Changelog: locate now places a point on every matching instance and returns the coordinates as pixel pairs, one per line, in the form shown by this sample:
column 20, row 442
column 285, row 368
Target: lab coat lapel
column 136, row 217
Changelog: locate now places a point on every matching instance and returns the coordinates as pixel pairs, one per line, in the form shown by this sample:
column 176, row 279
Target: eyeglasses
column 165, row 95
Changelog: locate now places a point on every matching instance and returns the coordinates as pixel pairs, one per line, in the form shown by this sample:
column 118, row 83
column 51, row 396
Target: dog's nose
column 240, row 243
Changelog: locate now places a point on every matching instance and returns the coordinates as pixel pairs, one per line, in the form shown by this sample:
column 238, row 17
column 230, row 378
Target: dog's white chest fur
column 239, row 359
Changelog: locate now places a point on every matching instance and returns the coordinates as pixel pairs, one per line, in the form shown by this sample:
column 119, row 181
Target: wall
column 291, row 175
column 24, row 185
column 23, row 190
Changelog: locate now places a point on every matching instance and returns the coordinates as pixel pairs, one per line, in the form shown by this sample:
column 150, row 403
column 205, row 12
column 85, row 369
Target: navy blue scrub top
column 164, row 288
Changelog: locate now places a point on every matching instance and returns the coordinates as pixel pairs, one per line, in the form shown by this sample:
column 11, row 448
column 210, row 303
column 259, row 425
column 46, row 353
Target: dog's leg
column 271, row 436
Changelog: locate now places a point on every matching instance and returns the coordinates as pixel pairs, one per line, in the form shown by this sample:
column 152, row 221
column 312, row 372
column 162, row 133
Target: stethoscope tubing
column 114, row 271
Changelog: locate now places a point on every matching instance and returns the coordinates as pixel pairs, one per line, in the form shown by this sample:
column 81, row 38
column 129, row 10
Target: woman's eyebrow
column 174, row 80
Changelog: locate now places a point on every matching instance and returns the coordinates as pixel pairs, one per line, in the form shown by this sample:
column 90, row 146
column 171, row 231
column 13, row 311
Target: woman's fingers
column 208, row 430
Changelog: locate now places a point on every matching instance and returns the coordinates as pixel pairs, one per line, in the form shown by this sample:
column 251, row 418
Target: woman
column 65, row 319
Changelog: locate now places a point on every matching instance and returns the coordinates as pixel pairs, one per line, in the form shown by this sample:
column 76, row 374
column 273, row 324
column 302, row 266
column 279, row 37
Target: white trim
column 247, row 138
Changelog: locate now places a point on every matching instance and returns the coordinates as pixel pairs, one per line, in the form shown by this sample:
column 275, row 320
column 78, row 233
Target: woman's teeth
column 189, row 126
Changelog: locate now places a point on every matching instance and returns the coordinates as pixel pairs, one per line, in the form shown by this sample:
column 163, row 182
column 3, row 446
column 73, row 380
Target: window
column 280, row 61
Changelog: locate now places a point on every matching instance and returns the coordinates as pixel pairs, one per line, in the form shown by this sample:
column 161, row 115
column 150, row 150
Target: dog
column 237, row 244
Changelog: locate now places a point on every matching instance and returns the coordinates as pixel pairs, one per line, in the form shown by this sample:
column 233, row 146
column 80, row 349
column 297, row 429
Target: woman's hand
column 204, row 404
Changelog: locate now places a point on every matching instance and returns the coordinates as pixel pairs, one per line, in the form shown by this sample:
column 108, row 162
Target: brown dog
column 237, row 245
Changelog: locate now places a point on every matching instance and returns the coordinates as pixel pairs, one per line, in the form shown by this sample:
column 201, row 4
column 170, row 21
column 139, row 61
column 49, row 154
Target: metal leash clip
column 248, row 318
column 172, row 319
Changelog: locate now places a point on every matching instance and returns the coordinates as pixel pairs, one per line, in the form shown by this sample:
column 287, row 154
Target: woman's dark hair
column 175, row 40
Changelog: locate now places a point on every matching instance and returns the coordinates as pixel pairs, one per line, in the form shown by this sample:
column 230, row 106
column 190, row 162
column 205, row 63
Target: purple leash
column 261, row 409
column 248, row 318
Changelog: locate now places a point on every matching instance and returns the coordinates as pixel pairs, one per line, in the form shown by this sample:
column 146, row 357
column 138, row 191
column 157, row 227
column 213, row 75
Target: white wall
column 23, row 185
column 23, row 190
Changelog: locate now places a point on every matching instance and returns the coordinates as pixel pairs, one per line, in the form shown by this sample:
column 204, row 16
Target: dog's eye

----------------

Copy out every line of the material above, unchanged and in the same order.

### OUTPUT OF THE TASK
Changelog: locate now places a point on every matching instance and returns the coordinates as pixel pairs, one per line, in the form shown by this sample:
column 20, row 442
column 285, row 368
Target: lab coat lapel
column 136, row 217
Changelog: locate now places a point on every matching instance and returns the coordinates as pixel pairs, one per line, in the form shown by this sample:
column 176, row 279
Target: eyeglasses
column 165, row 95
Changelog: locate now places a point on every matching instance and returns the coordinates as pixel pairs, one per line, in the form shown by this sample:
column 118, row 83
column 51, row 396
Target: dog's nose
column 240, row 243
Changelog: locate now places a point on every matching instance and returns the coordinates as pixel pairs, one per line, in the form shown by this sample:
column 238, row 17
column 230, row 378
Target: dog's white chest fur
column 239, row 359
Changelog: locate now places a point on every matching instance and returns the coordinates as pixel pairs, one per line, in the form shown by this sample:
column 119, row 181
Target: wall
column 291, row 175
column 24, row 185
column 23, row 190
Changelog: locate now places a point on every matching instance and returns the coordinates as pixel pairs, one per line, in the form shown by this sample:
column 150, row 403
column 205, row 12
column 85, row 369
Target: navy blue scrub top
column 164, row 288
Changelog: locate now places a point on every matching instance and returns the coordinates as pixel pairs, one per line, in the form shown by this sample:
column 11, row 448
column 210, row 303
column 259, row 425
column 46, row 353
Target: dog's leg
column 271, row 436
Changelog: locate now places a point on every matching instance and returns the coordinates as pixel pairs, one per line, in the form shown by this sample:
column 152, row 221
column 312, row 372
column 162, row 133
Target: stethoscope tubing
column 114, row 271
Changelog: locate now places a point on every matching instance and returns the coordinates as pixel pairs, one per line, in the form shown by this sample:
column 81, row 38
column 129, row 10
Target: woman's eyebrow
column 174, row 80
Changelog: locate now places a point on every matching instance and returns the coordinates as pixel pairs, one per line, in the form shown by this sample:
column 90, row 146
column 171, row 231
column 13, row 311
Target: woman's fingers
column 208, row 430
Changelog: locate now places a point on every matching instance and returns the coordinates as pixel pairs, one per line, in the form shown by this sample:
column 251, row 418
Target: woman
column 65, row 319
Changelog: locate now places a point on every matching instance and returns the coordinates as pixel pairs, one per line, in the form shown by this sample:
column 76, row 374
column 273, row 324
column 302, row 266
column 279, row 37
Target: white trim
column 247, row 138
Changelog: locate now places a point on every matching instance and returns the coordinates as pixel pairs, one per line, in the form shown by this sample:
column 275, row 320
column 78, row 233
Target: woman's teeth
column 189, row 126
Changelog: locate now places a point on every matching instance and returns the coordinates as pixel pairs, one per line, in the form shown by this sample:
column 163, row 182
column 3, row 446
column 73, row 380
Target: window
column 280, row 61
Changelog: locate now places a point on every matching instance and returns the coordinates as pixel pairs, one per line, in the form shown by this sample:
column 161, row 115
column 150, row 150
Target: dog
column 237, row 244
Changelog: locate now places a point on every matching instance and returns the coordinates as pixel pairs, one per line, in the form shown by this sample:
column 233, row 146
column 80, row 349
column 297, row 429
Target: woman's hand
column 204, row 404
Changelog: locate now places a point on every matching instance and returns the coordinates as pixel pairs, one per line, in the form shown by this sample:
column 108, row 162
Target: brown dog
column 237, row 245
Changelog: locate now places a point on every matching instance and returns the coordinates as pixel pairs, one per line, in the form shown by this sample:
column 201, row 4
column 170, row 21
column 139, row 61
column 49, row 154
Target: metal leash clip
column 248, row 318
column 172, row 319
Changelog: locate now places a point on every matching instance and returns the coordinates as pixel pairs, one per line, in the form shown by this sample:
column 287, row 154
Target: woman's dark hair
column 175, row 40
Changelog: locate now places a point on every matching instance and returns the coordinates as pixel pairs, one per line, in the form shown by this sample:
column 230, row 106
column 190, row 162
column 205, row 63
Target: purple leash
column 261, row 409
column 248, row 318
Changelog: locate now places a point on every matching instance and returns the coordinates as pixel pairs, one per line, in the form shown by this sample:
column 146, row 357
column 138, row 191
column 157, row 227
column 213, row 75
Target: white wall
column 23, row 185
column 23, row 190
Changelog: locate now places a point on every matching instance and returns the coordinates as pixel pairs, one per line, in the form shown by this sample:
column 204, row 16
Target: dog's eye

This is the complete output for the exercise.